◆ Petunjuk
1 – Kutip persis bagian teks tentang Ahok dari "Basuki Tjahaja Purnama atau" sampai "untuk meneruskan pendidikannya.".
2 – Tentukan apakah setiap pernyataan berikut sesuai dengan teks tentang Ahok, lalu jawab ya atau tidak dengan mengutip persis kata-kata dari teks yang menjadi dasarnya. (a) Ahok adalah anak pertama dari pasangan Indra Tjahaja Purnama dan Buniarti Ningsing. (b) Ahok menghabiskan masa kecilnya di Jakarta hingga tamat sekolah menengah pertama. (c) Sebelum menjadi wakil gubernur, Ahok menjabat sebagai Bupati Belitung Timur.
3 – Menurut teks tentang Ahok, siapa yang digantikan Ahok sebagai Bupati Belitung Timur?

◆ Teks Bacaan
· · ·

Jumat, 09 Agustus 2013

Nama Lengkap : Basuki Tjahaja Purnama
Alias : Ahok | Basuki Tjahaja | Basuki T Purnama
Profesi : Wagub
Agama : Kristen
Tempat Lahir : Manggar, Bangka Belitung
Tanggal Lahir : Rabu, 29 Juni 1966
Zodiac : Cancer
Hobby : Menulis
Warga Negara : Indonesia
Istri : Veronica

BIOGRAFI

Basuki Tjahaja Purnama atau yang akrab dengan nama Ahok adalah politikus asal Belitung. Dia menjadi pasangan Jokowi dalam Pemilu Gubernur DKI Jakarta 2012. Pada pemilu tahun 2012, Jokowi dan Ahok terpilih menjadi gubernur dan wakil gubernur Jakarta. Sebelumnya, dia menjabat sebagai Bupati Belitung Timur menggantikan Usman Saleh.

Ahok lahir di Belitung pada tanggal 29 Juni 1966. Dia adalah anak pertama dari pasangan Indra Tjahaja Purnama dan Buniarti Ningsing yang merupakan keturunan Tionghoa-Indonesia. Bersama dengan ketiga adiknya, Ahok menghabiskan masa kecilnya di Desa gantung, Belitung Timur, hingga tamat sekolah menengah pertama. Setelah itu, Ahok hijrah ke Jakarta untuk meneruskan pendidikannya.

· · ·

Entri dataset
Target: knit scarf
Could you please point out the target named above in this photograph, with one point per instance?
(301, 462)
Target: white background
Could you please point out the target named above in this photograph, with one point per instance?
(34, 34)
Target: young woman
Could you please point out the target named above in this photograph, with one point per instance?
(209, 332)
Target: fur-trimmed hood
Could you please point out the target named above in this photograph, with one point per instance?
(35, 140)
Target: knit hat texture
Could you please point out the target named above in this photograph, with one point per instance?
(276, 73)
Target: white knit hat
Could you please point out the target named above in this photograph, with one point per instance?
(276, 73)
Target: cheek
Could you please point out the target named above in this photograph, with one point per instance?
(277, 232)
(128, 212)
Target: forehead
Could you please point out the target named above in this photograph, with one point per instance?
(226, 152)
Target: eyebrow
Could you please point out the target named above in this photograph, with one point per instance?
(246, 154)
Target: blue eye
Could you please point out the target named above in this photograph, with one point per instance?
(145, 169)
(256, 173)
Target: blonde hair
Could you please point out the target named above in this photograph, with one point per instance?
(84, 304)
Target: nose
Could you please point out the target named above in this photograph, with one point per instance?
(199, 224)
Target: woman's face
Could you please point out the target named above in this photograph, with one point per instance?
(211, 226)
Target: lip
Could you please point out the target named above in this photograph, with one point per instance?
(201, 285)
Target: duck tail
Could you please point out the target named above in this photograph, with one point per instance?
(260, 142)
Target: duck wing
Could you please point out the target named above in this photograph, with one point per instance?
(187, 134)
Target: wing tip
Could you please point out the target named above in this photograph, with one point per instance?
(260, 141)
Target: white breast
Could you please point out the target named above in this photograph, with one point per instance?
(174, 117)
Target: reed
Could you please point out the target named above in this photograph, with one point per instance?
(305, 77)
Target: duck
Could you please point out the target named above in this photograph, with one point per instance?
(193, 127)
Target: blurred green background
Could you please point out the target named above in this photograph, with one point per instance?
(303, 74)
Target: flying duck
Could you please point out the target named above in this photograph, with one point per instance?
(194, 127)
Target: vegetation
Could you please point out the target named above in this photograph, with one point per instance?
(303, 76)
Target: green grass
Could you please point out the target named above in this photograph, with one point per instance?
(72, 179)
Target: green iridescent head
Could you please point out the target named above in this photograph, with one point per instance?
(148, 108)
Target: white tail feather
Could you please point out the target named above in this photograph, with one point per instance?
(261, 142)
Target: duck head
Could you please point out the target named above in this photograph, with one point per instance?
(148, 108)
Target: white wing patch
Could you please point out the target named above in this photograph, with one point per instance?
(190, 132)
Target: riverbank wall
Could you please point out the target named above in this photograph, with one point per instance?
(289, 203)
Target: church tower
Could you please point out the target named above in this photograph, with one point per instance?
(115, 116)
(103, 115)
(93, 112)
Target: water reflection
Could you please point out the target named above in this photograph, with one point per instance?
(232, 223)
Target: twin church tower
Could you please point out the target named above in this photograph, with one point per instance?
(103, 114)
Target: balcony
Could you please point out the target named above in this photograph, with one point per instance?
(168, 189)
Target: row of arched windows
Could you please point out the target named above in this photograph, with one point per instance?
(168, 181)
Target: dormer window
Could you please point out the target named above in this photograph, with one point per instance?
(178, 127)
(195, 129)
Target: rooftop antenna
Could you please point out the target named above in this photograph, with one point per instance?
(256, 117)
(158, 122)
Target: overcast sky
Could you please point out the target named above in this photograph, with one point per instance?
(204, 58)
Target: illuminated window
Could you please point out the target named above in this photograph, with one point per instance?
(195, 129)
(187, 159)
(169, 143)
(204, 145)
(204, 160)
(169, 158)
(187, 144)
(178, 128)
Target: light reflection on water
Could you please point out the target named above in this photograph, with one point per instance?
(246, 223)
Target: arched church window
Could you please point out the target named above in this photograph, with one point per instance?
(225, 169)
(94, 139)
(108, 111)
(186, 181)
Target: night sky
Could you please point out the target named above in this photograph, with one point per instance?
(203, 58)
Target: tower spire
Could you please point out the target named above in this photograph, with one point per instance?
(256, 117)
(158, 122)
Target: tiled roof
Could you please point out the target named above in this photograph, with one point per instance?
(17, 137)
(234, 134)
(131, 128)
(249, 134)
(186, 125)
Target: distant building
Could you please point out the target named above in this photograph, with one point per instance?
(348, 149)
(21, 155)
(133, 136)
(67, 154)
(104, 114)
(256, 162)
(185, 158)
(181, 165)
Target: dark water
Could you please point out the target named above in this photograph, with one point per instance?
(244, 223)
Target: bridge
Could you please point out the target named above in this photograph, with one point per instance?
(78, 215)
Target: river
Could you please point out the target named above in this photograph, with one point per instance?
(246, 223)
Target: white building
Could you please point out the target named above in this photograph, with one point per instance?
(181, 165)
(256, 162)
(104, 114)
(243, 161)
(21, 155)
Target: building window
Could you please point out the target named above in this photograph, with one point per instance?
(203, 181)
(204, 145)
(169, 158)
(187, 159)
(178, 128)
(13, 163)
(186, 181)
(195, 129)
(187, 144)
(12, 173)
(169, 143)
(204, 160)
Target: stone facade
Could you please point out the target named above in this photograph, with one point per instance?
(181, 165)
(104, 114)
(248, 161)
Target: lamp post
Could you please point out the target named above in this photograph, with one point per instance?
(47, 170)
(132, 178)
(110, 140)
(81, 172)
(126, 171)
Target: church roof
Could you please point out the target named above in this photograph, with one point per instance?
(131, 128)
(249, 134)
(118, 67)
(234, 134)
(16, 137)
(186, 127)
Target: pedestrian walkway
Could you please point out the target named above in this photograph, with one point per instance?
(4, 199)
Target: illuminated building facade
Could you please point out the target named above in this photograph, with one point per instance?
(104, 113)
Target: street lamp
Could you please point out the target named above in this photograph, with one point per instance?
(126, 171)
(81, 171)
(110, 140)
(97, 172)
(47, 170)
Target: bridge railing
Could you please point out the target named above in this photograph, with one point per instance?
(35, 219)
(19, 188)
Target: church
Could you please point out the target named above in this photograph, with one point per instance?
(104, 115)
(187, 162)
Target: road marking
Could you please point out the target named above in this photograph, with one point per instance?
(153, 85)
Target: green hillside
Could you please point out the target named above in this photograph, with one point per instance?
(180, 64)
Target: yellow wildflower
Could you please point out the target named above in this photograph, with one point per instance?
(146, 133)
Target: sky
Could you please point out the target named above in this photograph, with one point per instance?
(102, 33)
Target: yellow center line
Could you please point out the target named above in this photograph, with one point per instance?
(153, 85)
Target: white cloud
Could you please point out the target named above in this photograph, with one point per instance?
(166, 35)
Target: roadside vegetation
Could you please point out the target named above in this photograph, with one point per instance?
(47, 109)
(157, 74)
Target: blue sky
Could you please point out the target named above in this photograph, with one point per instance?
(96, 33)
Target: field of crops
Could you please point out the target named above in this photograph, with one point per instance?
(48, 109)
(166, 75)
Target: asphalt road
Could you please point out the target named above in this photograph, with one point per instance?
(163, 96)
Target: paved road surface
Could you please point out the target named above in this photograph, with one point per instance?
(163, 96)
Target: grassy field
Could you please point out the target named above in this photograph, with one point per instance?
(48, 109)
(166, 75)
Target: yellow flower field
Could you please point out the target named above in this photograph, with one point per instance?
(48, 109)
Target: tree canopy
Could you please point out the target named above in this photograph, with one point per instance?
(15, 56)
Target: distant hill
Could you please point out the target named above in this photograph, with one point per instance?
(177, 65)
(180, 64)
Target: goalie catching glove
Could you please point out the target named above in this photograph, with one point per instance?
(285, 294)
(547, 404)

· · ·

◆ Kunci Jawaban
1 –
Basuki Tjahaja Purnama atau yang akrab dengan nama Ahok adalah politikus asal Belitung. Dia menjadi pasangan Jokowi dalam Pemilu Gubernur DKI Jakarta 2012. Pada pemilu tahun 2012, Jokowi dan Ahok terpilih menjadi gubernur dan wakil gubernur Jakarta. Sebelumnya, dia menjabat sebagai Bupati Belitung Timur menggantikan Usman Saleh.

Ahok lahir di Belitung pada tanggal 29 Juni 1966. Dia adalah anak pertama dari pasangan Indra Tjahaja Purnama dan Buniarti Ningsing yang merupakan keturunan Tionghoa-Indonesia. Bersama dengan ketiga adiknya, Ahok menghabiskan masa kecilnya di Desa gantung, Belitung Timur, hingga tamat sekolah menengah pertama. Setelah itu, Ahok hijrah ke Jakarta untuk meneruskan pendidikannya.

2 –
(a) Ya: "Dia adalah anak pertama dari pasangan Indra Tjahaja Purnama dan Buniarti Ningsing"
(b) Tidak: "Ahok menghabiskan masa kecilnya di Desa gantung, Belitung Timur, hingga tamat sekolah menengah pertama"
(c) Ya: "Sebelumnya, dia menjabat sebagai Bupati Belitung Timur menggantikan Usman Saleh."

3 – Usman Saleh.